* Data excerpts
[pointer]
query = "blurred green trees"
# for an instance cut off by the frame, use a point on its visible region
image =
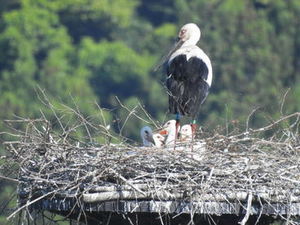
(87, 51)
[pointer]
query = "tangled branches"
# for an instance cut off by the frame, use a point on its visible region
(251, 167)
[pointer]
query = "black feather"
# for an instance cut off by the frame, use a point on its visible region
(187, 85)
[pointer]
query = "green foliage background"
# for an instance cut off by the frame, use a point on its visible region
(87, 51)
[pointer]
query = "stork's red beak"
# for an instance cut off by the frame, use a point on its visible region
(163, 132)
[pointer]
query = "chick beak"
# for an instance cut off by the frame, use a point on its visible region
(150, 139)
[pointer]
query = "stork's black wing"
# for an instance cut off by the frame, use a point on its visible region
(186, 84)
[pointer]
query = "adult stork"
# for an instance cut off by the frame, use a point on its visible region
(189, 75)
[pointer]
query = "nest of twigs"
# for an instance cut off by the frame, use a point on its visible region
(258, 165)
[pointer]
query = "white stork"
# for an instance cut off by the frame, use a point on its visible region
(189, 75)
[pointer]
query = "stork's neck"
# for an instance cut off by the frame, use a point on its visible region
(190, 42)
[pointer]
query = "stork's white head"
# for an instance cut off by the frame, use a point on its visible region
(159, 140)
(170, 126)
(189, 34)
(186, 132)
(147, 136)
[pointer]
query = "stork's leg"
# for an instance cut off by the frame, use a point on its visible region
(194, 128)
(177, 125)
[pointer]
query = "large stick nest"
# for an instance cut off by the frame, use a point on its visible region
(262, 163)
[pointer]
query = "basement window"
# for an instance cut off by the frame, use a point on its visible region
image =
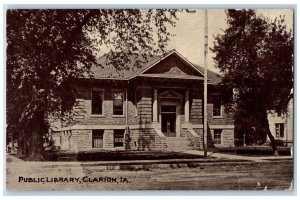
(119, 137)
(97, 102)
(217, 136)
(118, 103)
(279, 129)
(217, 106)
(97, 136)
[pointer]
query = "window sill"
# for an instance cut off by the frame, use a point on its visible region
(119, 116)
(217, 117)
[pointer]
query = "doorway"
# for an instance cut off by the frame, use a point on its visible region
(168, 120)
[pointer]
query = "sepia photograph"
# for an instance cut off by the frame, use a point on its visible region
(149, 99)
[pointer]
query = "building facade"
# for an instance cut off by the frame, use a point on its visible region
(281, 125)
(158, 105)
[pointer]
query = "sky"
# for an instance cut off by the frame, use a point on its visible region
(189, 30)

* What this task involves
Return the entries above exactly as they appear. Pictures should not be copied.

* Exercise solution
[pointer]
query = "blurred green trees"
# for an instance cut off by the frame, use a point on its visible region
image =
(87, 51)
[pointer]
query = "tangled branches"
# for an instance cut off by the frame, use a point on its visible region
(251, 167)
[pointer]
query = "black feather"
# for an instance cut off by the frame, use a point on its visible region
(187, 85)
[pointer]
query = "green foliage background"
# for an instance cut off by the frame, use a point on its visible region
(87, 51)
[pointer]
query = "stork's red beak"
# for an instance cut off by the frame, use a point on its visible region
(163, 132)
[pointer]
query = "chick beak"
# for an instance cut off by the frame, use a point on its visible region
(150, 139)
[pointer]
query = "stork's black wing"
# for an instance cut off by the frame, use a point on its visible region
(186, 84)
[pointer]
query = "adult stork"
# for an instance cut off by the frame, use a point on its visible region
(189, 75)
[pointer]
query = "nest of twigs"
# for an instance cut off by the frame, use a point on its visible region
(258, 165)
[pointer]
query = "white stork"
# for an instance cut off by the frame, use a point on its visible region
(189, 75)
[pointer]
query = "stork's neck"
# for an instance cut off by the frame, use a point on its visible region
(190, 42)
[pointer]
query = "stork's white head"
# for an instance cut off by the frame, use a point on its visible region
(159, 140)
(170, 126)
(189, 34)
(186, 132)
(147, 136)
[pointer]
query = "stork's leg"
# for an instance cut off by the frame, use a point on its visible region
(194, 128)
(177, 125)
[pointer]
query = "large stick nest"
# for an instance cut off by the frame, use a point on its visible region
(262, 163)
[pointer]
query = "basement window"
# for an instance cut off by the frame, use a point on its visible region
image =
(119, 137)
(97, 102)
(217, 136)
(118, 103)
(279, 129)
(217, 106)
(97, 136)
[pointer]
query = "window sill"
# for an instance cut off by the frame, use a point on its visible region
(119, 116)
(217, 117)
[pointer]
query = "doorway"
# for an instance cut off by the frame, use a point on its visible region
(168, 120)
[pointer]
query = "sepia photograph"
# for an instance cut off by the frame, use a point on its visible region
(149, 99)
[pointer]
query = "building facade"
# for an instance cut off by the frame, use a point on its visible region
(281, 125)
(158, 105)
[pointer]
query = "sky"
# for an instance cut off by the frame, use a point on its visible region
(189, 30)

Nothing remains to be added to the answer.